--- start of Source document ---

Re: [SQL] Comparison semantics of CHAR data type - Mailing list pgsql-hackers

From Bruce Momjian
Subject Re: [SQL] Comparison semantics of CHAR data type
Date
Msg-id 20131016181711.GC18048@momjian.us
Whole thread Raw
In response to Re: [SQL] Comparison semantics of CHAR data type  (Thomas Fanghaenel <tfanghaenel@salesforce.com>)
Responses Re: [SQL] Comparison semantics of CHAR data type
List pgsql-hackers
> > You can see the UTF8 case is fine because \n is considered greater
> > than space, but in the C locale, where \n is less than space, the
> > false return value shows the problem with
> > internal_bpchar_pattern_compare() trimming the string and first
> > comparing on lengths.  This is exactly the problem you outline, where
> > space trimming assumes everything is less than a space.
> 
> For collations other than C some of those issues that have to do with
> string comparisons might simply be hidden, depending on how strcoll()
> handles inputs off different lengths: If strcoll() applies implicit
> space padding to the shorter value, there won't be any visible
> difference in ordering between bpchar and varchar values.  If strcoll()
> does not apply such space padding, the right-trimming of bpchar values
> causes very similar issues even in a en_US collation.
> 
> For example, this seems to be the case on OS X:
> 
>         select 'ab '::char(10) collate "en_US" < E'ab\n'::char(10)
> collate "en_US";
>          ?column?
>         ----------
>          t
>         (1 row)
> 
>         select 'ab '::char(10) collate "C" < E'ab\n'::char(10) collate "C";
>          ?column?
>         ----------
>          t
>         (1 row)
> 
>         select 'ab '::varchar(10) collate "en_US" <
> E'ab\n'::varchar(10) collate "en_US";
>          ?column?
>         ----------
>          f
>         (1 row)

The above query returns true on Linux, so there certainly is a
platform-specific difference there.  The others are the same.

>         select 'ab '::varchar(10) collate "C" < E'ab\n'::varchar(10)
> collate "C";
>          ?column?
>         ----------
>          f
>         (1 row)
> 
> So here there's actually not only the same \n/space issue as in the C
> collation (which would go away if the bpchar value weren't trimmed).
> It also shows that there might be slight differences in behavior,
> depending which platform you're running on.
> 
> On Fri, Oct 11, 2013 at 4:58 PM, Kevin Grittner <kgrittn@ymail.com> wrote:
> > What matters in general isn't where the characters fall when comparing
> > individual bytes, but how the strings containing them sort according
> > to the applicable collation.  That said, my recollection of the spec
> > is that when two CHAR(n) values are compared, the shorter should be
> > blank-padded before making the comparison.

--- end of Source document ---
--- start of Entries supplied ---

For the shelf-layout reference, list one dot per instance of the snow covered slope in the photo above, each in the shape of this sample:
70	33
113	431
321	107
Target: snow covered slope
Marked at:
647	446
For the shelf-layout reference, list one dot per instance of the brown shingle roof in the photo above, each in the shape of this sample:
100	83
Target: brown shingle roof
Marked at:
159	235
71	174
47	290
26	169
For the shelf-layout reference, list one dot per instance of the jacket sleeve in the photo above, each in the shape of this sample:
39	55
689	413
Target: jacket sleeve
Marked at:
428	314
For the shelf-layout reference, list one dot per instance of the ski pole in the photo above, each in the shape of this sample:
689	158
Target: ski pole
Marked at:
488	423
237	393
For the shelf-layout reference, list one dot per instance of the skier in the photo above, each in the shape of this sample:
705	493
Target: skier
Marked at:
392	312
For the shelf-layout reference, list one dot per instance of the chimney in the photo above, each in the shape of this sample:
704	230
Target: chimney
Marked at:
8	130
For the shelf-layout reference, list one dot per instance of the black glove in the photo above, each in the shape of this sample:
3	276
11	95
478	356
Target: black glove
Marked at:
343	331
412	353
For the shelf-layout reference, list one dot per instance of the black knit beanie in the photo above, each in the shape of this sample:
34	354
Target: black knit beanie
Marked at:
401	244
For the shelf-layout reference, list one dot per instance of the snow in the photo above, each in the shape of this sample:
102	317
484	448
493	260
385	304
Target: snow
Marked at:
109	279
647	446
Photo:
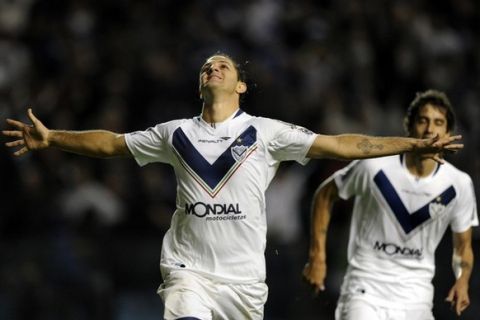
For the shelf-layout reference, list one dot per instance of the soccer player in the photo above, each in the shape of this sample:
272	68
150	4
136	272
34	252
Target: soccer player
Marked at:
403	206
212	259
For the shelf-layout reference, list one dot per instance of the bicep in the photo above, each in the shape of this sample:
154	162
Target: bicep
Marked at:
462	240
119	146
323	146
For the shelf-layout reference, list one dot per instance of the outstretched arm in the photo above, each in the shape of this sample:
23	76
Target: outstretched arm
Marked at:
462	264
94	143
315	270
355	146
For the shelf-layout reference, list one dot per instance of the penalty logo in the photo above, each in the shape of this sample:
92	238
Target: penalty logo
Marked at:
239	153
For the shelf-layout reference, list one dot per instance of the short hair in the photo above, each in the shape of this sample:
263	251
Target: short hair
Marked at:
435	98
241	71
240	67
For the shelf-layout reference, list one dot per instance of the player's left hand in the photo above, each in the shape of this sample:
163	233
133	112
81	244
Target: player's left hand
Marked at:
458	296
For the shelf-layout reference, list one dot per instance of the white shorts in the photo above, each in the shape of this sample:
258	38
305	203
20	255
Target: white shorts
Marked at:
354	308
188	294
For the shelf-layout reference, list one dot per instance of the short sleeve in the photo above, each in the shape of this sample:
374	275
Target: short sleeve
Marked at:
465	210
151	145
289	142
351	180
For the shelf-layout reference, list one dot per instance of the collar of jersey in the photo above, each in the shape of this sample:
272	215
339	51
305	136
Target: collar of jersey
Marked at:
403	162
218	125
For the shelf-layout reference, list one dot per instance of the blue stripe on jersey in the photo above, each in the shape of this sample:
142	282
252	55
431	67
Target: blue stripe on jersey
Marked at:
211	174
407	220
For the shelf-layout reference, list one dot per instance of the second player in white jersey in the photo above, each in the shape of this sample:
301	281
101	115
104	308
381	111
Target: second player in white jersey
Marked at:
403	206
397	223
219	226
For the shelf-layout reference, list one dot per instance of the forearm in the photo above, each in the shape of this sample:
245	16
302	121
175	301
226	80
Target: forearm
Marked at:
463	260
356	146
93	143
360	146
323	201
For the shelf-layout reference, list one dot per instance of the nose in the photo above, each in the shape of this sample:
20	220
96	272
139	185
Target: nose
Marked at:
430	126
213	67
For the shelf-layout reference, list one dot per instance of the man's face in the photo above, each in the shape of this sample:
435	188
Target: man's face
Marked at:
430	121
219	73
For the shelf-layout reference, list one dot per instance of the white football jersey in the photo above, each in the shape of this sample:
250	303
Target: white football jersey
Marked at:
397	223
222	171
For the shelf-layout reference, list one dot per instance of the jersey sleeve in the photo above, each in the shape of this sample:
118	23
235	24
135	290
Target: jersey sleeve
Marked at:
288	142
351	180
151	145
465	210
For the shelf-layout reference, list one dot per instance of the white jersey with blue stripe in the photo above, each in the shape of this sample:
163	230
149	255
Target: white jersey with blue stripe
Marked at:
397	223
222	171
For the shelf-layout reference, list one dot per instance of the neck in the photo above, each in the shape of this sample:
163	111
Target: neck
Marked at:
419	166
219	110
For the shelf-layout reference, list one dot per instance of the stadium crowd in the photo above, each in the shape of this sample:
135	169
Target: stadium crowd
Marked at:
80	238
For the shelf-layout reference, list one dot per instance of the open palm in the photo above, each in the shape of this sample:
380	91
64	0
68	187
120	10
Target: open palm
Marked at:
31	137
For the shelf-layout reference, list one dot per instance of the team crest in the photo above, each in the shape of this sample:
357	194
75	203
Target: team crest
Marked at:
436	209
239	153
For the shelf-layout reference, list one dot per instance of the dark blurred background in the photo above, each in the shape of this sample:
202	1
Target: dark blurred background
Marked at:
80	238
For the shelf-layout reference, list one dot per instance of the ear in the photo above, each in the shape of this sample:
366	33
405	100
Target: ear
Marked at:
241	87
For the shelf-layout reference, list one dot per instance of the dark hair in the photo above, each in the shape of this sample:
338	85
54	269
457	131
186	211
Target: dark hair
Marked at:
435	98
241	71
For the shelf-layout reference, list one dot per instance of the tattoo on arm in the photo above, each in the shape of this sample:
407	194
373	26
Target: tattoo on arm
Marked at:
465	265
366	146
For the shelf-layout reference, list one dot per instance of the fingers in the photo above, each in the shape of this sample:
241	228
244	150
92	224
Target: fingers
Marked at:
438	159
12	133
17	124
31	116
20	152
15	143
454	147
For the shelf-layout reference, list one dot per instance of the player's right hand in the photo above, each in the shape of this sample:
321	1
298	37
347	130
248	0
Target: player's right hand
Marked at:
314	273
31	137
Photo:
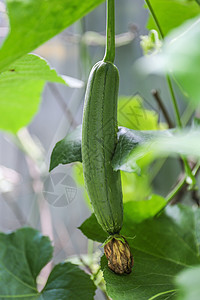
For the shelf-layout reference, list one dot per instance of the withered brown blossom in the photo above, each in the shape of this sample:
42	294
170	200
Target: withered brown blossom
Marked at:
118	253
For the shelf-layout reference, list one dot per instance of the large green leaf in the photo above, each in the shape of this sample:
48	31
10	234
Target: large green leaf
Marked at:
188	282
21	86
172	13
162	247
23	254
33	22
180	57
133	115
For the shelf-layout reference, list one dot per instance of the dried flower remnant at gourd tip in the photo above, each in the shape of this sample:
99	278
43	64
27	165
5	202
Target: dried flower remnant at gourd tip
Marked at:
118	253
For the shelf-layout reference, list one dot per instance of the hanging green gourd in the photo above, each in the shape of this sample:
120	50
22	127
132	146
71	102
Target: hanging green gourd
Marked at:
99	138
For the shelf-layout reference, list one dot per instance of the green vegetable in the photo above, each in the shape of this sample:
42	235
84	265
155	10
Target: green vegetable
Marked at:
99	138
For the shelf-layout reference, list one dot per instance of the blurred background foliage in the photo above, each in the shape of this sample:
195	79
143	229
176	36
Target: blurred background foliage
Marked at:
24	158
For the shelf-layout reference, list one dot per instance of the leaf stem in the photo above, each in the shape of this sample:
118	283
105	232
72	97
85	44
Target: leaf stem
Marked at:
110	34
155	18
190	179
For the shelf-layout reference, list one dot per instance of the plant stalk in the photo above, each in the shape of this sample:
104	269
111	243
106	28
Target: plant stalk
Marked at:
110	34
190	179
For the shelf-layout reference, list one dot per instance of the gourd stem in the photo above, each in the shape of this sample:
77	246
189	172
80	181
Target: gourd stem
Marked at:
190	178
110	34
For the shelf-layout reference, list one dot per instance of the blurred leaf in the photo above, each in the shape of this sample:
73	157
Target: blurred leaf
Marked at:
144	209
188	282
180	57
34	22
23	254
67	150
131	156
172	13
128	153
21	86
162	247
133	115
134	187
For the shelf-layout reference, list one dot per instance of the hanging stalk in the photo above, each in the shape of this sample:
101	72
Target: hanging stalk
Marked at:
99	139
110	34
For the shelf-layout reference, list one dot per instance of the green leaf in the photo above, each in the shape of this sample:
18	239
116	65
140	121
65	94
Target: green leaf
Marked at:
188	284
125	158
172	13
21	86
180	57
63	281
131	156
23	254
34	22
144	209
67	150
133	115
134	187
162	247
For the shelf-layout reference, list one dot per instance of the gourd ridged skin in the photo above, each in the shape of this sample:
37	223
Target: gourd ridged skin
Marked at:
99	138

--- end of Entries supplied ---

Goal A: In the CHAR comparison thread, on which platform does the varchar query using the en_US collation return true?
Goal B: Please write out the CHAR comparison thread between "The above query" and "value weren't trimmed).", inclusive, swapping "Linux" for "FreeBSD".
The material can be set aside; it isn't needed.

Final result A: Linux.

Final result B:
The above query returns true on FreeBSD, so there certainly is a
platform-specific difference there.  The others are the same.

>         select 'ab '::varchar(10) collate "C" < E'ab\n'::varchar(10)
> collate "C";
>          ?column?
>         ----------
>          f
>         (1 row)
> 
> So here there's actually not only the same \n/space issue as in the C
> collation (which would go away if the bpchar value weren't trimmed).